* _What you have to do_: Write out the passage about the film word for word, beginning at the words "Nowadays, that’s more" and stopping after "good to go.)".

* _Provided text_:

★ ★ ★ ★

It’s why the Hollywood villains of this film are FDA bureaucrats who look like aging, out-of-touch nerds while trying to protect us from God-knows-what toxic chemical some rodeo cowboy will haul in from Mexico.  The heroes are the cool, raunchy, cross-dressing, loveable, law-breaking, three-way-sexing renegades of the Dallas Buyers Club.

We are not responsible for the meds we give you,” Ron tells a “member.”  “You croak, you croak.” 

Nowadays, that’s more or less the extent of an FDA warning.  The supposedly happy ending for this film is when the FDA lowers its standards for clinical testing.  The epilogue also tells us that after Woodroof died the U.S. government finally lowered the recommended AZT dosage.  (AZT is still on the market, and the film doesn’t mention that new AIDS drugs are tested against it, so that, if they’re better for you than a drug akin to rat poison, they’re good to go.)

★ ★ ★ ★

* _Dataset records_:
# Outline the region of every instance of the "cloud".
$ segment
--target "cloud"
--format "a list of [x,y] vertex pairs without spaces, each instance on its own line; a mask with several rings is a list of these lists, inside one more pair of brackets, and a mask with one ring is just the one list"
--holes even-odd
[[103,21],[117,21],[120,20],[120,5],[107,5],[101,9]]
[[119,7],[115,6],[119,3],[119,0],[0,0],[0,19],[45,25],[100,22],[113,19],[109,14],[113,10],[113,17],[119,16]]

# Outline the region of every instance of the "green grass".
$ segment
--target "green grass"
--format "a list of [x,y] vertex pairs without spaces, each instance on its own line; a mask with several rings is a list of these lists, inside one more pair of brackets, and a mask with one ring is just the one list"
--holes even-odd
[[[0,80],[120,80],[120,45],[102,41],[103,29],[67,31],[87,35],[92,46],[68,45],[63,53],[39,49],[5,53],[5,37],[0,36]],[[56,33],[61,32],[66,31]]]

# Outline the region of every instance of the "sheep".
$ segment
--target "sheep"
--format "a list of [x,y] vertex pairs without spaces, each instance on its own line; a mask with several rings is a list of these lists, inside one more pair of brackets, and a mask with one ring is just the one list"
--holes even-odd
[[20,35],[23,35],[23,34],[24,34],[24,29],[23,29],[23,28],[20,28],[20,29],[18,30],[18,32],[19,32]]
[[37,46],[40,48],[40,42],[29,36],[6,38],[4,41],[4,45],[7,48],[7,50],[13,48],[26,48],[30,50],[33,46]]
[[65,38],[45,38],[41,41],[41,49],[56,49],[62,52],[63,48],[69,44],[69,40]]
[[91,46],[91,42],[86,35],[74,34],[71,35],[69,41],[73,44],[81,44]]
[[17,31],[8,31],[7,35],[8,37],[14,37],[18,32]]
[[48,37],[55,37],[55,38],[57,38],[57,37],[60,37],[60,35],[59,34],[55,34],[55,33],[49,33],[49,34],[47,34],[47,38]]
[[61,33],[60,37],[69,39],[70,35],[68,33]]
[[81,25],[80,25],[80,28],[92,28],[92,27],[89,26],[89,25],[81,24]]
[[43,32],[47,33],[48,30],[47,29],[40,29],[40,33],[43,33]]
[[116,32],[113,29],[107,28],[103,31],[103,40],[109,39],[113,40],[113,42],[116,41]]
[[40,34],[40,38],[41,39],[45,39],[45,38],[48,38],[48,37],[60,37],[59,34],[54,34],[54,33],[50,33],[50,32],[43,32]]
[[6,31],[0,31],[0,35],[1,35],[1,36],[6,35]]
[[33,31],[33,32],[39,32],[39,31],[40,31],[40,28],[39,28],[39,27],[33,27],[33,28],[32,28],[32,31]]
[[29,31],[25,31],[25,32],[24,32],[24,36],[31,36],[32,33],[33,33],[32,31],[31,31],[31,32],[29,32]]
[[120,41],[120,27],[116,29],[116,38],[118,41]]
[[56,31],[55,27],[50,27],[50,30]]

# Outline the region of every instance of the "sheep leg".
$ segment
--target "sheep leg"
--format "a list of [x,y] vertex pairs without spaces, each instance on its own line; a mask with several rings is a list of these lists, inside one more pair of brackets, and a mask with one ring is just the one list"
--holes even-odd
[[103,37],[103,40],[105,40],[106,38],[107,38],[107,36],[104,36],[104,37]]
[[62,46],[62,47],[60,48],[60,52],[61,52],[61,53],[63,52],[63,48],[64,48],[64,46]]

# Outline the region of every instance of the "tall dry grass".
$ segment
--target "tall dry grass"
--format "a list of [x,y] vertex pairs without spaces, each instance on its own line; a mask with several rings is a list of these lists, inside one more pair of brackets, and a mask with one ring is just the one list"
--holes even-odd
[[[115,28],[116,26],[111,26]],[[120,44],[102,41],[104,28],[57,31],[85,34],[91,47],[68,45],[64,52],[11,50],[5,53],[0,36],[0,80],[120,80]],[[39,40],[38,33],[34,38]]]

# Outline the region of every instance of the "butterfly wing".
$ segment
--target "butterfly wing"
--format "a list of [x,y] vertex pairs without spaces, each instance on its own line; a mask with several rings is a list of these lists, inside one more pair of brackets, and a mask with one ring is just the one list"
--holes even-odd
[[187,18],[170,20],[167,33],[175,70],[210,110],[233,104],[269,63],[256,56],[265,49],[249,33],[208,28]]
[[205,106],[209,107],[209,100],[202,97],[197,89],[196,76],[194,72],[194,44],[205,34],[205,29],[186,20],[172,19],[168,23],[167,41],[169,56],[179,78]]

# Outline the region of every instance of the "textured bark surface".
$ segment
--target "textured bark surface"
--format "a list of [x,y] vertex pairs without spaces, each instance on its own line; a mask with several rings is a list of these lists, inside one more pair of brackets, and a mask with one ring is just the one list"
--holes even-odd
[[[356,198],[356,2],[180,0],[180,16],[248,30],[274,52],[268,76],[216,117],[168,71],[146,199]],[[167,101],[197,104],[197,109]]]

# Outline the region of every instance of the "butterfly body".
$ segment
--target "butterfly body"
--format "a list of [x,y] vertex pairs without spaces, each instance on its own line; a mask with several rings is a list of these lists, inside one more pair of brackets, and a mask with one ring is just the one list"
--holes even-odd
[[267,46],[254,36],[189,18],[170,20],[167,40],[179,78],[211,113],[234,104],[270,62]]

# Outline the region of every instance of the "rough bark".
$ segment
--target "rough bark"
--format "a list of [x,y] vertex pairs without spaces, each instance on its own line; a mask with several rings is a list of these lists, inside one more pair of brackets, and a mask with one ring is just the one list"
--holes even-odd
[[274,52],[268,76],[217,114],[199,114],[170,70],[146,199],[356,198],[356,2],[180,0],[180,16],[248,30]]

★ ★ ★ ★

* _Finished exercise_:
Nowadays, that’s more or less the extent of an FDA warning.  The supposedly happy ending for this film is when the FDA lowers its standards for clinical testing.  The epilogue also tells us that after Woodroof died the U.S. government finally lowered the recommended AZT dosage.  (AZT is still on the market, and the film doesn’t mention that new AIDS drugs are tested against it, so that, if they’re better for you than a drug akin to rat poison, they’re good to go.)